What is needed
Retype every entry below character for character, with no changes.
━━━
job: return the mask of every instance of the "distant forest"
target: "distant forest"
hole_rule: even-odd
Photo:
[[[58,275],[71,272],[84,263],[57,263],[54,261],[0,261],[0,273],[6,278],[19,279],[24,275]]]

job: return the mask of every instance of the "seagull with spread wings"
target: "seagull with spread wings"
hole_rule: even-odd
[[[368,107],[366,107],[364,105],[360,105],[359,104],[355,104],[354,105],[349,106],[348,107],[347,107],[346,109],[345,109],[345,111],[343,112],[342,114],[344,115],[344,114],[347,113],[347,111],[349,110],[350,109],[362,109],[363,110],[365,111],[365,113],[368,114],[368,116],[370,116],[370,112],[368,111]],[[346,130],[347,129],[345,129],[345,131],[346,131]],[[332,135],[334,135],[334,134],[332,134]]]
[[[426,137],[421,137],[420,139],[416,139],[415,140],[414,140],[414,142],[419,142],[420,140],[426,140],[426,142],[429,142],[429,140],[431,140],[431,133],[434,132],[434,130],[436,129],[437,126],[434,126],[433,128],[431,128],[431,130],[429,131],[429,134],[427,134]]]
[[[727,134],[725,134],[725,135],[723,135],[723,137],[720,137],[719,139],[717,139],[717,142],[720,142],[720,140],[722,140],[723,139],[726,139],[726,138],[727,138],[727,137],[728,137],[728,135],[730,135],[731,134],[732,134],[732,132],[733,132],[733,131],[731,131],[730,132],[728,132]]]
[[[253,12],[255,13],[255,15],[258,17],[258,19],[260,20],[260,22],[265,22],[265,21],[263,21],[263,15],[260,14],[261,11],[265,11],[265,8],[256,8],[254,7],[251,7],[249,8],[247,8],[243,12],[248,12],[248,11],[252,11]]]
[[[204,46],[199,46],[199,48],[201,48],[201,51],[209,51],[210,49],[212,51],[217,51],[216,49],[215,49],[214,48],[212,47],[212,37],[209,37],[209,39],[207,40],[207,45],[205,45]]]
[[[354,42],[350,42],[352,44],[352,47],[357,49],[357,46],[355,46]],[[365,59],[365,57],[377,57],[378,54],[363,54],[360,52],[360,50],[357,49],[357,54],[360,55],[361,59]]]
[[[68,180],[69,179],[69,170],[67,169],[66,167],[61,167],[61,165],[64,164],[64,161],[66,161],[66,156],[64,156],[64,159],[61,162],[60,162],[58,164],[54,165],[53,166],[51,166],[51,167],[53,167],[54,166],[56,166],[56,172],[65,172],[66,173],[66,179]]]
━━━
Task output
job: return the mask of every instance of the "distant forest"
target: "distant forest"
hole_rule: even-odd
Photo:
[[[58,275],[71,272],[84,263],[57,263],[54,261],[0,261],[0,273],[6,278],[19,279],[24,275]]]

job: return the mask of every instance of the "seagull with spread wings"
target: "seagull with spread wings"
hole_rule: even-odd
[[[368,107],[366,107],[364,105],[360,105],[359,104],[355,104],[354,105],[349,106],[348,107],[347,107],[346,109],[345,109],[345,111],[343,112],[342,114],[344,115],[344,114],[347,113],[347,111],[349,110],[350,109],[362,109],[363,110],[365,111],[365,113],[368,114],[368,116],[370,116],[370,112],[368,111]],[[346,130],[347,129],[345,129],[345,131],[346,131]],[[332,135],[334,135],[334,134],[332,134]]]
[[[426,137],[421,137],[420,139],[416,139],[415,140],[414,140],[414,142],[419,142],[420,140],[426,140],[426,142],[429,142],[429,140],[431,140],[431,133],[434,132],[434,130],[436,129],[437,126],[434,126],[433,128],[431,128],[431,130],[429,131],[429,134],[427,134]]]
[[[727,134],[725,134],[725,135],[723,135],[723,137],[720,137],[719,139],[717,139],[717,142],[720,142],[720,140],[722,140],[723,139],[726,139],[726,138],[727,138],[727,137],[728,137],[728,135],[730,135],[731,134],[732,134],[732,132],[733,132],[733,131],[731,131],[730,132],[728,132]]]
[[[253,12],[255,13],[255,15],[258,17],[258,19],[260,20],[260,22],[265,22],[265,21],[263,21],[263,15],[260,14],[261,11],[265,11],[265,8],[256,8],[254,7],[251,7],[249,8],[247,8],[243,12],[248,12],[248,11],[252,11]]]
[[[204,46],[199,46],[199,48],[201,48],[201,51],[209,51],[210,49],[212,51],[217,51],[216,49],[215,49],[214,48],[212,47],[212,37],[209,37],[209,39],[207,40],[207,45],[205,45]]]
[[[354,42],[350,42],[352,44],[352,47],[357,49],[357,46],[355,46]],[[365,59],[365,57],[377,57],[378,54],[363,54],[360,52],[360,50],[357,49],[357,54],[360,55],[361,59]]]
[[[68,180],[69,179],[69,170],[67,169],[66,167],[61,167],[61,165],[64,164],[64,161],[66,161],[66,156],[64,156],[64,159],[61,162],[60,162],[58,164],[54,165],[53,166],[51,166],[51,167],[53,167],[54,166],[56,166],[56,172],[65,172],[66,173],[66,179]]]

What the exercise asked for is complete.